§ WRITTEN TASK
Present every line of the records below as a numbered list, leaving out any blank lines.

§ SOURCE DATA
▬▬▬

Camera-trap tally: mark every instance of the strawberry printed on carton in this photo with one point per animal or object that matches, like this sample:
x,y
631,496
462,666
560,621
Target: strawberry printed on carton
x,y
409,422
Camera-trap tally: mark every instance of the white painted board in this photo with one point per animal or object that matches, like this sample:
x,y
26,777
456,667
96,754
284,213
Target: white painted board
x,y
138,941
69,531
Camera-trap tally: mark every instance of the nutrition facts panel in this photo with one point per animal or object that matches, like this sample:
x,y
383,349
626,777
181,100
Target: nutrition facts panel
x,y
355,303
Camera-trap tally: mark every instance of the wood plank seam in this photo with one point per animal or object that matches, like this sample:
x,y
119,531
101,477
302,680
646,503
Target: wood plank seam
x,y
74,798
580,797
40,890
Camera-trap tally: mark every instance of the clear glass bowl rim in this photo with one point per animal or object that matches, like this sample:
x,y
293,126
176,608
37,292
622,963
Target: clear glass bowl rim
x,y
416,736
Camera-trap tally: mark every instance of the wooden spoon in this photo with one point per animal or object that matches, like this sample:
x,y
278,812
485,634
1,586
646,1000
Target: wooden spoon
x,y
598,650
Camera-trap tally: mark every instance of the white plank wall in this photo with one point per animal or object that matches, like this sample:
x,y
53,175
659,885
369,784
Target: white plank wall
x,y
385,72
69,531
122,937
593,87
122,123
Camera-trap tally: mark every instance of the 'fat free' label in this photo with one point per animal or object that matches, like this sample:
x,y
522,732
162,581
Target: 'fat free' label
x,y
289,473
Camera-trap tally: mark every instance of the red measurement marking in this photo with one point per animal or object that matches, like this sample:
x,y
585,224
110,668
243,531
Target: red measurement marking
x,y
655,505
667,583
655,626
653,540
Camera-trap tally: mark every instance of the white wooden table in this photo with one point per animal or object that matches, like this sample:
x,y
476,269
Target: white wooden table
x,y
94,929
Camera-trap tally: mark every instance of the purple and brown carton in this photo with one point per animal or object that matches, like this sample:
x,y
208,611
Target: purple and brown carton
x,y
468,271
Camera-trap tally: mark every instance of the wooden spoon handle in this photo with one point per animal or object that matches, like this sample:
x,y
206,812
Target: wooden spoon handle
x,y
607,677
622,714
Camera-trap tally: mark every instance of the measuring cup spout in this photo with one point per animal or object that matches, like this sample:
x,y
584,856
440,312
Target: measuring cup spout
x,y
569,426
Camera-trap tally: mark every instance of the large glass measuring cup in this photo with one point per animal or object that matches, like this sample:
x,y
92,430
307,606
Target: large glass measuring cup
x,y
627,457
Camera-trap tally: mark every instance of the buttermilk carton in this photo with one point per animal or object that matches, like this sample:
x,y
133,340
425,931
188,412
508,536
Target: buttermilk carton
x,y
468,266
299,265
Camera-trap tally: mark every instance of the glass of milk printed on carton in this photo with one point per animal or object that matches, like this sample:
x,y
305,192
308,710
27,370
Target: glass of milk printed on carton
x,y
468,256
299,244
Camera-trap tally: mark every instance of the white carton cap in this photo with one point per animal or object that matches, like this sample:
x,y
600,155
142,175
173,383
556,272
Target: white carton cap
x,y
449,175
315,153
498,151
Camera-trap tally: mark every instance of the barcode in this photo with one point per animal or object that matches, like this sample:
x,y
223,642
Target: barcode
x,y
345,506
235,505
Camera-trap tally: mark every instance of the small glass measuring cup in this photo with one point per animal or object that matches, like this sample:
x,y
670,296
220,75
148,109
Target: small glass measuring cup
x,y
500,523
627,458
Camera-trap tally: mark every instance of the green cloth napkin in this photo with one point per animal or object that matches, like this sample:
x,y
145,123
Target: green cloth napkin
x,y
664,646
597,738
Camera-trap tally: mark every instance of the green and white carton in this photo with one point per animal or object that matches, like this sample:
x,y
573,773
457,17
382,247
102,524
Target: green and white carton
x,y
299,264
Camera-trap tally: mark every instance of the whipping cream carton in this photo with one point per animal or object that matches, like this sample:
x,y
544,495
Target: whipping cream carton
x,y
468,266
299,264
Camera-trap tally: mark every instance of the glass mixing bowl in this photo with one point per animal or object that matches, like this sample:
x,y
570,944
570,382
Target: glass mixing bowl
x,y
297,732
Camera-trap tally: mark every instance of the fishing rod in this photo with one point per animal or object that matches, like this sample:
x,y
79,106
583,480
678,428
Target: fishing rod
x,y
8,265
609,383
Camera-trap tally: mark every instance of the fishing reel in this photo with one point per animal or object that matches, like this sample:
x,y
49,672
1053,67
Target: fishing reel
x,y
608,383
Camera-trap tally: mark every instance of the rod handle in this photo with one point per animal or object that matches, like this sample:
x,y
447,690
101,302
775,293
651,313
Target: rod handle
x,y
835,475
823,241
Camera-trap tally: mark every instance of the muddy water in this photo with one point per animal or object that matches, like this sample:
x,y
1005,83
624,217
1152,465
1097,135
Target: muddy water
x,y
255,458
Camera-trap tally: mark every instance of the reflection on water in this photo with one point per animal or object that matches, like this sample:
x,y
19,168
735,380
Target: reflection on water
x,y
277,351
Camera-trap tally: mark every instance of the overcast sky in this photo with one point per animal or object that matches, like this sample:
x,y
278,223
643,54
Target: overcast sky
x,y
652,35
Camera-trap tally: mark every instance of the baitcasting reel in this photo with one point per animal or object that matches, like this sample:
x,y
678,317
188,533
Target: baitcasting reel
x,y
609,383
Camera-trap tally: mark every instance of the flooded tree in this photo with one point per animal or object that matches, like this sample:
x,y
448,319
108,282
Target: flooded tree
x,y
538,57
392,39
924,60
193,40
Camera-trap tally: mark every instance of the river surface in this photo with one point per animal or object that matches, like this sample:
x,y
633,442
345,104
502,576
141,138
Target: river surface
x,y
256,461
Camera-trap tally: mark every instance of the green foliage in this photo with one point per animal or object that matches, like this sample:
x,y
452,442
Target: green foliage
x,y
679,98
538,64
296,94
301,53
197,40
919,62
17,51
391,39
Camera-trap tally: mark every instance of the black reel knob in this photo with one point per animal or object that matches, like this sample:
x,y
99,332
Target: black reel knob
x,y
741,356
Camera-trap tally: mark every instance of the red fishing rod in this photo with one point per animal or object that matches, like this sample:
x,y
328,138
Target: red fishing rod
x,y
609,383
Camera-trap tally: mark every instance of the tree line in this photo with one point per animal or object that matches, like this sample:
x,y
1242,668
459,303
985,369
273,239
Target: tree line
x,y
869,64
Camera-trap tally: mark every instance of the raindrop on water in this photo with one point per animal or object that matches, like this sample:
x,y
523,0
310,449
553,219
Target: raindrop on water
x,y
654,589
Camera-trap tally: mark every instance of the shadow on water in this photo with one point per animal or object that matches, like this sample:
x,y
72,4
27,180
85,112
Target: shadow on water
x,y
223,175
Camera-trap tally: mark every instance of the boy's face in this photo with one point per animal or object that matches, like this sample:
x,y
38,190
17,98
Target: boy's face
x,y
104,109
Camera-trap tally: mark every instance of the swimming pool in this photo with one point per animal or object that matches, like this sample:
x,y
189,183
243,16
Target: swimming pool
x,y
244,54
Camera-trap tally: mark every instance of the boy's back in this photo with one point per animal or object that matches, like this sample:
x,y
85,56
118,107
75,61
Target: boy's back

▬▬▬

§ THE OUTPUT
1. Camera-trap tally: mark every instance of the strawberry printed on carton in this photo with one point per animal or object that matches, like this sample:
2. x,y
3. 631,496
4. 462,666
5. 560,621
6. Target: strawberry printed on carton
7. x,y
8. 409,422
9. Camera-trap tally: mark every instance of the white painted board in this photo with one point per animal or object that matches, like this sample:
10. x,y
11. 26,777
12. 456,667
13. 96,754
14. 284,213
15. Target: white painted board
16. x,y
17. 138,941
18. 69,531
19. Camera-trap tally: mark every instance of the nutrition facts panel in this photo with one point per animal or object that matches, like this sample:
20. x,y
21. 383,349
22. 626,777
23. 181,100
24. Target: nutrition facts panel
25. x,y
26. 355,303
27. Camera-trap tally: mark every instance of the wood plank seam in this photo with one point per animal or object that matches, like this sample:
28. x,y
29. 119,531
30. 101,477
31. 302,680
32. 646,503
33. Target: wood plank seam
34. x,y
35. 74,798
36. 580,797
37. 40,890
38. Camera-trap tally: mark every instance of the clear glass bowl rim in this photo with one point per animal or object that matches, like this sample:
39. x,y
40. 293,126
41. 176,608
42. 37,292
43. 622,963
44. Target: clear glass bowl rim
45. x,y
46. 416,736
47. Camera-trap tally: mark every instance of the wooden spoon in this photo with one point per animal or object that matches, like this sample:
48. x,y
49. 278,812
50. 485,634
51. 1,586
52. 646,1000
53. Target: wooden spoon
54. x,y
55. 598,650
56. Camera-trap tally: mark every instance of the white plank wall in this photo with one point per animal or object that matches, like this sample:
57. x,y
58. 53,175
59. 659,885
60. 369,784
61. Target: white plank wall
62. x,y
63. 385,72
64. 69,531
65. 122,937
66. 593,87
67. 122,123
68. Camera-trap tally: mark every instance of the 'fat free' label in this photo with one point per animal or object that matches, like this sample:
69. x,y
70. 522,732
71. 162,581
72. Target: 'fat free' label
73. x,y
74. 289,473
75. Camera-trap tally: mark every instance of the red measurement marking in this photo with one point per animal or object that matches, like this sample:
76. x,y
77. 585,224
78. 110,668
79. 243,531
80. Target: red measurement marking
81. x,y
82. 655,505
83. 667,583
84. 655,626
85. 653,540
86. Camera-trap tally: mark every instance of the white wooden table in this photo with one point per animal or object that matches, like this sample:
87. x,y
88. 476,269
89. Target: white wooden table
90. x,y
91. 94,929
92. Camera-trap tally: mark every instance of the purple and brown carton in this photo with one point per animal or object that matches, like this sample:
93. x,y
94. 208,611
95. Target: purple and brown carton
96. x,y
97. 468,271
98. Camera-trap tally: mark every instance of the wooden spoon handle in this photo with one point per animal or object that matches, like this sample:
99. x,y
100. 206,812
101. Target: wooden spoon handle
102. x,y
103. 607,677
104. 622,714
105. Camera-trap tally: mark every instance of the measuring cup spout in this photo with one point per animal or object that matches, like this sample:
106. x,y
107. 584,856
108. 440,312
109. Target: measuring cup spout
110. x,y
111. 569,426
112. Camera-trap tally: mark every instance of the large glass measuring cup in this photo with one point per animal or object that matches, like this sample:
113. x,y
114. 92,430
115. 307,606
116. Target: large glass measuring cup
117. x,y
118. 627,457
119. Camera-trap tally: mark every instance of the buttermilk carton in this photo with one point per animal or object that matches, like this sample:
120. x,y
121. 133,340
122. 425,931
123. 188,412
124. 508,536
125. Target: buttermilk carton
126. x,y
127. 468,266
128. 299,265
129. Camera-trap tally: mark every instance of the glass of milk printed on carton in this photo with one point per animal or object that matches, like this sample:
130. x,y
131. 305,192
132. 308,710
133. 27,370
134. Target: glass of milk printed on carton
135. x,y
136. 468,256
137. 299,244
138. Camera-trap tally: mark every instance of the white carton cap in this photo with one point per animal or object that matches, like this sample:
139. x,y
140. 600,155
141. 142,175
142. 173,383
143. 556,272
144. Target: white carton cap
145. x,y
146. 449,175
147. 315,153
148. 498,151
149. Camera-trap tally: mark every instance of the barcode in this photo with one point per animal or object that matches, like this sample:
150. x,y
151. 223,642
152. Target: barcode
153. x,y
154. 345,506
155. 235,505
156. Camera-trap tally: mark every instance of the small glass measuring cup in this photo with one point per animal or object that matches, like this sample:
157. x,y
158. 670,296
159. 220,75
160. 148,109
161. Target: small glass measuring cup
162. x,y
163. 500,523
164. 627,458
165. Camera-trap tally: mark every instance of the green cloth napkin in this photo with one point per animal or object that matches, like this sample:
166. x,y
167. 145,123
168. Target: green cloth napkin
169. x,y
170. 664,646
171. 597,738
172. Camera-trap tally: mark every instance of the green and white carton in this photo with one point per animal or object that matches, like this sample:
173. x,y
174. 573,773
175. 457,17
176. 382,247
177. 102,524
178. Target: green and white carton
179. x,y
180. 299,264
181. Camera-trap tally: mark every instance of the whipping cream carton in this photo with one point per animal or object that matches, like this sample:
182. x,y
183. 544,495
184. Target: whipping cream carton
185. x,y
186. 468,266
187. 299,264
188. Camera-trap tally: mark every instance of the glass mixing bowl in this photo with one point per animal or object that matches, like this sample:
189. x,y
190. 570,944
191. 570,382
192. Target: glass mixing bowl
193. x,y
194. 297,732
195. Camera-trap tally: mark every instance of the fishing rod in this photo with one point per animal or object that matches, like this sample:
196. x,y
197. 79,106
198. 583,480
199. 678,428
200. Target: fishing rod
201. x,y
202. 8,265
203. 609,383
204. Camera-trap tally: mark every instance of the fishing reel in this photo with one point per animal or object that matches, like this sample:
205. x,y
206. 49,672
207. 1053,67
208. Target: fishing reel
209. x,y
210. 608,383
211. Camera-trap tally: mark every instance of the rod handle in this photo with one point per animal or object that matches, like this sample:
212. x,y
213. 447,690
214. 101,302
215. 775,293
216. 651,313
217. Target: rod handle
218. x,y
219. 835,475
220. 823,241
221. Camera-trap tally: mark every instance of the muddy water in this photo with one point per animal or object that matches, like this sample:
222. x,y
223. 1005,83
224. 624,217
225. 1152,465
226. 1097,135
227. Target: muddy water
228. x,y
229. 255,458
230. Camera-trap tally: mark every instance of the reflection on water in this photo with one point per animal or object that matches, like this sample:
231. x,y
232. 19,168
233. 735,380
234. Target: reflection on water
235. x,y
236. 277,351
237. Camera-trap tally: mark every instance of the overcast sky in this photo with one point per animal or object that matches, like this sample:
238. x,y
239. 278,223
240. 643,54
241. Target: overcast sky
242. x,y
243. 652,35
244. Camera-trap tally: mark every instance of the baitcasting reel in this photo with one point per animal or object that matches, like this sample:
245. x,y
246. 678,317
247. 188,533
248. Target: baitcasting reel
249. x,y
250. 609,383
251. Camera-trap tally: mark every instance of the flooded tree in this photo with one point per animal or object that matches, like this sample:
252. x,y
253. 448,319
254. 108,282
255. Target: flooded tree
256. x,y
257. 538,57
258. 392,39
259. 924,60
260. 193,40
261. Camera-trap tally: mark every instance of the river surface in this photo with one point per animal or object that matches, like this sample:
262. x,y
263. 633,442
264. 345,104
265. 502,576
266. 141,138
267. Target: river surface
268. x,y
269. 256,461
270. Camera-trap tally: mark every instance of the green foliage in this photo with one point per animal or object that matches, like this sample:
271. x,y
272. 452,442
273. Target: green foliage
274. x,y
275. 679,98
276. 538,64
277. 296,94
278. 301,53
279. 197,40
280. 919,62
281. 17,51
282. 391,39
283. Camera-trap tally: mark every instance of the black reel knob in this photo with one point per animal or object that matches, like this sample:
284. x,y
285. 99,332
286. Target: black reel knob
287. x,y
288. 741,356
289. Camera-trap tally: mark every instance of the red fishing rod in this photo with one point per animal or object that matches, like this sample:
290. x,y
291. 328,138
292. Target: red fishing rod
293. x,y
294. 609,383
295. Camera-trap tally: mark every instance of the tree line in this photo with one point per animal or object that matches, like this sample:
296. x,y
297. 1242,668
298. 459,303
299. 985,369
300. 273,239
301. Target: tree line
302. x,y
303. 869,64
304. Camera-trap tally: mark every instance of the raindrop on water in this photo with one point per animal or object that matches, like this sample:
305. x,y
306. 523,0
307. 310,449
308. 553,219
309. Target: raindrop on water
310. x,y
311. 654,589
312. Camera-trap tally: mark every instance of the shadow on water in this photo with one point per animal or object that matches, like this sample:
313. x,y
314. 72,4
315. 27,180
316. 85,112
317. Target: shadow on water
318. x,y
319. 223,175
320. Camera-trap tally: mark every instance of the boy's face in this photo with one point per animal or object that matches, like this sample:
321. x,y
322. 38,190
323. 17,98
324. Target: boy's face
325. x,y
326. 104,109
327. Camera-trap tally: mark every instance of the swimming pool in this photo with one point per animal or object that matches, like this sample:
328. x,y
329. 189,183
330. 243,16
331. Target: swimming pool
332. x,y
333. 244,54
334. Camera-trap tally: mark every instance of the boy's back in this photo with one point per animal or object that matches, like this sample:
335. x,y
336. 85,56
337. 118,107
338. 75,61
339. Target: boy's back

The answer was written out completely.